* BEGIN Exercise input *

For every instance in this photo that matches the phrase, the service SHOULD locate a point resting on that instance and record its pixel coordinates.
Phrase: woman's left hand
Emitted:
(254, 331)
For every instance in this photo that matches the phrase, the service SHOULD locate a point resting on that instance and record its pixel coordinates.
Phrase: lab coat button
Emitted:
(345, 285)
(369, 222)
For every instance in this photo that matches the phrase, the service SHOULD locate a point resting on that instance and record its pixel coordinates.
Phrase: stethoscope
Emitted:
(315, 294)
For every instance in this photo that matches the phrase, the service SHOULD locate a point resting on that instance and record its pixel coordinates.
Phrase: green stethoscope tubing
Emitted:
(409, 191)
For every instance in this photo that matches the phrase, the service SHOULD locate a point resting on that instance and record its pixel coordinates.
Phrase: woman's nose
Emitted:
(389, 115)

* END Exercise input *

Copy all of the lines above word for word, in their original order.

__Answer for the task__:
For every instance in this photo that matches the phrase, the service SHOULD locate a point resting on that instance and record its pixel coordinates.
Phrase: woman's left hand
Emitted:
(254, 331)
For every instance in this photo that matches the phrase, the service SHOULD locate a point resting on that instance and record its pixel coordinates.
Phrase: lab coat button
Emitted:
(345, 285)
(369, 222)
For every instance in this photo that matches the phrase, the service SHOULD locate a point resting on that instance and record its pixel coordinates.
Phrase: stethoscope
Emitted:
(315, 294)
For every instance in this photo that matches the phrase, the service SHOULD locate a point resting on that instance and record its pixel coordinates.
Phrase: green stethoscope tubing
Emitted:
(409, 191)
For every instance in this photo that matches the phrase, the service SHOULD locate a point resting on that instance and record its pixel coordinates.
Phrase: woman's nose
Emitted:
(389, 115)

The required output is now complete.